■ **Work instructions**:
Reproduce all of the data below line for line, without any changes, and omit the pictures from your copy.

>> start

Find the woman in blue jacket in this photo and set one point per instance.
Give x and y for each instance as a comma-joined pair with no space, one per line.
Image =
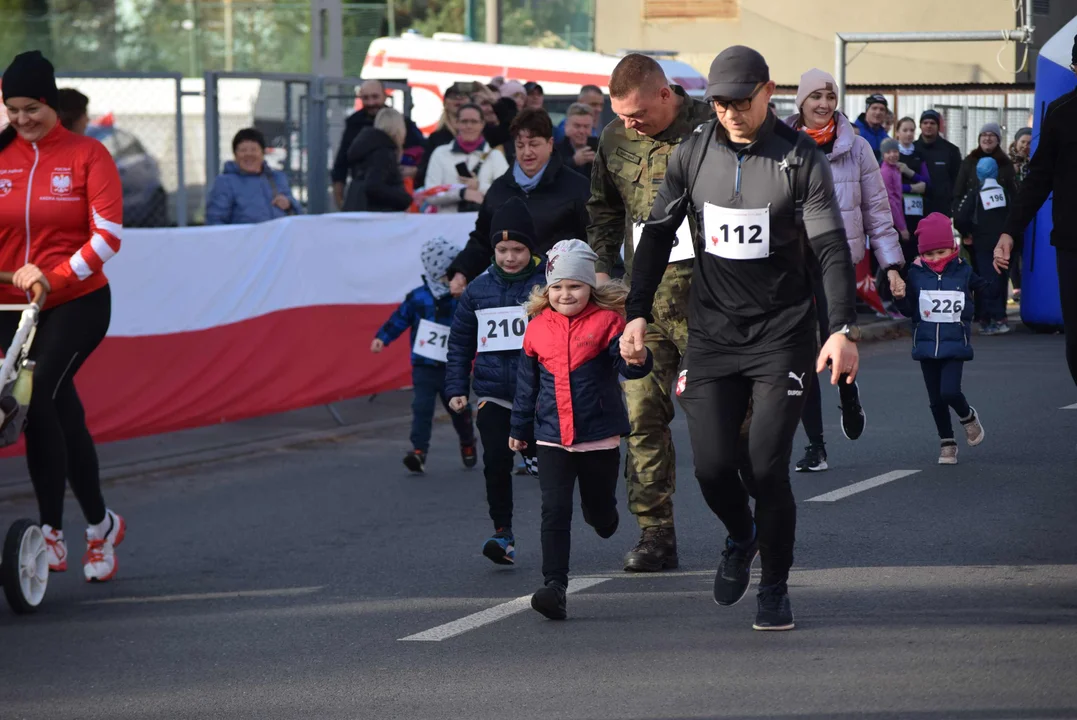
249,191
938,297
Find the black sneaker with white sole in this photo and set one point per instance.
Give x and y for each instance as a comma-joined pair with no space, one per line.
774,610
853,419
735,572
814,460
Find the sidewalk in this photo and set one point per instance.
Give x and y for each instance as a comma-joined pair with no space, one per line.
173,451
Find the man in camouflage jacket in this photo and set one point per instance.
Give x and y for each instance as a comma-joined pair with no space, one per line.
629,167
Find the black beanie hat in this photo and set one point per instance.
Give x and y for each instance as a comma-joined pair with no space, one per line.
30,75
512,221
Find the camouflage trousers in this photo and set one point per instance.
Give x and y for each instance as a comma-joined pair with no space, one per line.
651,462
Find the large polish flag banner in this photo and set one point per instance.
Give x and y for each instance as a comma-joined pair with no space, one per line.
217,324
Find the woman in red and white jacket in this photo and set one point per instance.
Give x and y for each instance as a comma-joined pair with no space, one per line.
60,221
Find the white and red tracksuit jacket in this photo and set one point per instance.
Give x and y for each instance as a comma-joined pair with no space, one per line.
60,209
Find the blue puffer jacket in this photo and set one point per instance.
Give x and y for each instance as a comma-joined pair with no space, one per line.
568,391
941,340
418,305
494,372
238,197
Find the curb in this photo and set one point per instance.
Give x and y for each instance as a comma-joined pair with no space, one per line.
21,486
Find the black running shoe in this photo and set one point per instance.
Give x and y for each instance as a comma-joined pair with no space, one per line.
416,461
814,460
853,419
735,572
549,601
774,612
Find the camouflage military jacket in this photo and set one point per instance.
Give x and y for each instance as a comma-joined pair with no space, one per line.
629,169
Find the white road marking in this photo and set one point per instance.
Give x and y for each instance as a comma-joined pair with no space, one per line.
492,615
861,486
282,592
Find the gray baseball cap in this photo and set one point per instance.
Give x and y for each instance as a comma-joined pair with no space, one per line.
736,72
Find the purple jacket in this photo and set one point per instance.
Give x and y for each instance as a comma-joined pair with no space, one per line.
862,196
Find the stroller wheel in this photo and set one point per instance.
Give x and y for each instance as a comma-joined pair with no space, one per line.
25,566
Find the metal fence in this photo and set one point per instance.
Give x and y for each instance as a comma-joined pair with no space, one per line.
140,118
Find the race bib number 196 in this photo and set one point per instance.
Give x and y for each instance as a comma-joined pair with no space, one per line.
432,341
941,306
501,328
737,234
993,197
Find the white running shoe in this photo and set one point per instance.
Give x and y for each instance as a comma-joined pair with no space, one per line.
99,564
56,548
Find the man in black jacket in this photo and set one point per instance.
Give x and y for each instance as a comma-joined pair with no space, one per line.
943,164
373,95
1052,169
555,195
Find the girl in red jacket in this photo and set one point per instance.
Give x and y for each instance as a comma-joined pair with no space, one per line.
60,221
569,395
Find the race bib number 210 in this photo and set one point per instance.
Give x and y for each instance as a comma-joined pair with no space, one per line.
501,328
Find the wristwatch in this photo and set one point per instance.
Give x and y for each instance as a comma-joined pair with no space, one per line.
851,332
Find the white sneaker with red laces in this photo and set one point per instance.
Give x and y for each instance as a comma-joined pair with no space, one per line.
99,563
56,548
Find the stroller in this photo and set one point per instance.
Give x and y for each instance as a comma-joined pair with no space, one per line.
24,563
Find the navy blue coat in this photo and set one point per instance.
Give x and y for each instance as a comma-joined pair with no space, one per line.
941,340
568,390
494,371
419,305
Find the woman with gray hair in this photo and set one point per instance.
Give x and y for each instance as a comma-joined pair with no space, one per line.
865,210
374,157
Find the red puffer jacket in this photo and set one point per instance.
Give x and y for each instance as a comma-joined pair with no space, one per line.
61,210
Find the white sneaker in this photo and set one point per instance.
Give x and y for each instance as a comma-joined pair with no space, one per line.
948,454
56,548
99,564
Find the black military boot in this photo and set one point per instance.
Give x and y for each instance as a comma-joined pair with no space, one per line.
655,551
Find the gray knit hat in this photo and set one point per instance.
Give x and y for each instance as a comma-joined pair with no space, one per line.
571,259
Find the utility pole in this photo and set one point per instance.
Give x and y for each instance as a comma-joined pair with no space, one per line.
470,19
493,22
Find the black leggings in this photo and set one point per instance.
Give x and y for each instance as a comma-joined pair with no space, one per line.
58,445
775,385
493,424
1067,290
558,470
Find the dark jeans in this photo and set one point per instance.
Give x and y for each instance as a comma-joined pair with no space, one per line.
59,449
558,470
774,383
1067,291
493,424
942,378
990,302
429,384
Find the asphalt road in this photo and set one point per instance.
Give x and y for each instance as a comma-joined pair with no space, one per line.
281,587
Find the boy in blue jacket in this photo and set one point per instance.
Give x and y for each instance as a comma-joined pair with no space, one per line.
428,311
491,322
938,298
981,216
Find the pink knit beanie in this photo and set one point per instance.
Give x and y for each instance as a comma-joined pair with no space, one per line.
934,233
815,80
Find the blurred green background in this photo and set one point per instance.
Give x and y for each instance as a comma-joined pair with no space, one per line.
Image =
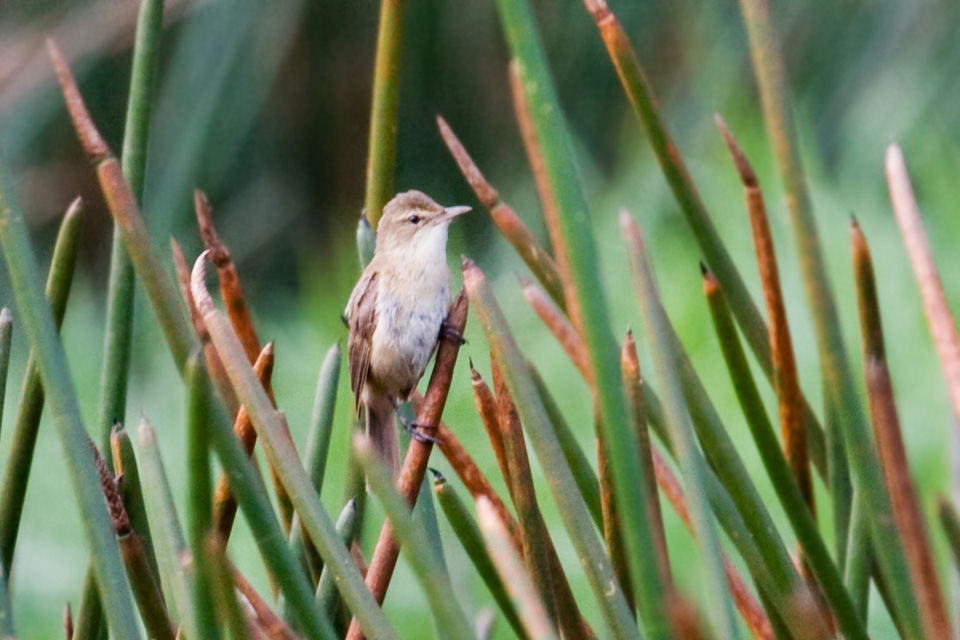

>> end

■ **Expected answer**:
Find the woman in blue jacket in this photo and set one point per instance.
Give x and y for each instance as a comma-joined pair with no space, one per line.
Image =
249,191
938,297
Find the black sneaker with white sole in this photo and set one point per instance.
Give x and y for each instance as a comma-joined pair with no space, one per line.
774,610
853,419
735,572
814,460
Find the sidewalk in this photo and set one point per instance.
Give x and y for each instance as a comma-joined pair with no space, one per line.
173,451
Find the man in camouflage jacket in this photo and set one point per instance.
Give x and y for each instance as a comma-joined pair with no space, one per line.
629,167
Find the black beanie hat in this photo and set one point per instance.
Give x and y for each instance as a comma-joined pair with no space, one per line.
30,75
512,221
Find the camouflage trousers in this photo and set one point per instance.
Give x and y for each instance as a comma-joined pair with no space, one per line.
651,462
Find the large polish flag banner in this photo and set one point per instance.
Give x and y for each instance as a comma-joined pair with no space, one per line.
217,324
Find the woman in red and white jacket in this photo and set one point per instance.
Give x and y for each instance as a comma-joined pair with no space, one per line.
60,221
Find the white and red tracksuit jacket in this photo and set one point per instance.
Give x and y for each instance as a comma-joined pair with no space, one per line.
60,209
Find the blue puffer jacket in this photo and set one point per instance.
Give x and y for each instance as a comma-joined pair with no space, one per line.
568,391
941,340
418,305
494,372
238,197
Find the curb in this photo and set one point per instance.
Give x and y for each instance as a comma-joined pair with no space, one per line.
21,486
Find the black running shoe in this photo and set one point per instance.
Give x and y for each instance as a comma-joined pair with no space, one per line.
416,461
814,460
853,419
735,572
549,601
774,612
Find the camouflage military jacket in this photo and set one point per instance.
Give x and y for each instance as a comma-joined pair with no space, one per line.
629,169
Find the white road marking in this photo and set one point per instance.
Give x and y for each instance as a comma-joined pair with no space, one per line.
492,615
861,486
282,592
Find the gray baseball cap in this photo and set one point per instance.
Give x and y for each instance as a comma-joined pair with no space, one per line.
736,72
Find the purple jacket in this photo and set one point per instance.
Give x and y for each instance as a comma-joined pair with no space, one per line.
862,196
Find the stroller wheel in this photo and set one point per instance.
Give x and y for each instance as a comma-joined pair with no space, one per line.
25,566
Find the metal fence in this photo and set one point per instance.
Give x and y for each instance as a comma-joined pair with no space, one per line.
140,118
Find the race bib number 196 in this photo and set one point per instance.
Give x and y for each instance as a comma-joined pair with no space, one per line.
432,341
941,306
501,328
737,234
993,197
Find the white running shoe in this photo and set one point per instance.
Give x and y for each instance as a comma-joined pair with no space, one per line.
99,564
56,548
Find the man in black jacket in this photo and set one point per instance.
Give x and y for each instance as a comma-joined pair with no space, one per line.
943,164
373,95
1052,169
555,195
Find the girl in red jacket in this photo and set one point per instance.
Give x and y for each instance as a comma-joined pair with no space, one per line.
60,221
569,395
Find the race bib number 210 in this photo and set one point per instance.
Give x and y for each instance as a comma-joined pair with no space, one per line.
501,328
Find the wristwatch in this photo and set one point per instance.
Give x and y for each instance as a comma-joined pair with no space, one per line.
851,332
Find the white sneaker with red laces in this photo and set one point per instance.
Give x and y for each instance as a comma-joined pair with no space, one per line.
99,563
56,548
Find the stroller in this photo and set one point per instance.
Give x and y for each instance as a comma-joined pair with no space, one per line.
24,563
Find the navy blue coat in this photo and set one point per instance.
Give x and y for each instance as a comma-joined pair with no space, one per line.
941,340
568,390
494,371
419,305
Find the woman with gray hair in this photo and set one point per instance.
Give x and y for each instance as a comma-joined pair with no space, one per line.
865,210
374,157
Find the red puffer jacket in this photo and set one point per instance.
Give x and y for each instance as a comma-joined pair with no space, one per line.
61,210
Find the white sneaker in this photo and set one point per instance.
Give x and y for each instance as a comma-joined pair with no space, one per line.
948,454
56,548
99,564
Find the black military boot in this photo and set one point per instance.
Give x and y for each instance as a comma-joined pair with no space, one per line.
655,551
Find the gray knit hat in this photo and set one point per instance.
Give x and y for each instance as a comma-joined pair with no space, one per line.
571,259
Find the utility pole in this photo and set one point per instance.
Give x and y for each instance as a comma-joined pair with no space, one per line.
470,19
493,22
Find the black leggings in this photo and set one point per instance.
Give x and y for each instance as a comma-joined pair with no space, one per line.
58,445
775,385
493,424
1067,290
558,470
Find the dark jeans in this photo and set one point per instance.
Give x and y for each instance as a comma-joined pair with no space, one per line.
59,449
558,470
774,383
1067,291
493,424
942,378
990,302
429,384
Find the asphalt road in this photo and set one point per instance.
Give x and y for each instance as a comma-joined pair with no space, one per line.
281,587
Find the boy in blue jacket in this photo and set one point per instance.
Give x and y for each instance as a comma-joined pair with no space, one per line.
428,311
491,322
938,298
981,216
Find the pink knit beanie in this photo and set one point per instance.
Give x and y for each instance as a comma-joined pair with no space, one per line.
934,233
815,80
Find the blurred green background in this photo and set one point per instance.
Give x and y for each instance as a comma-joined pair with no space, one per line.
Image =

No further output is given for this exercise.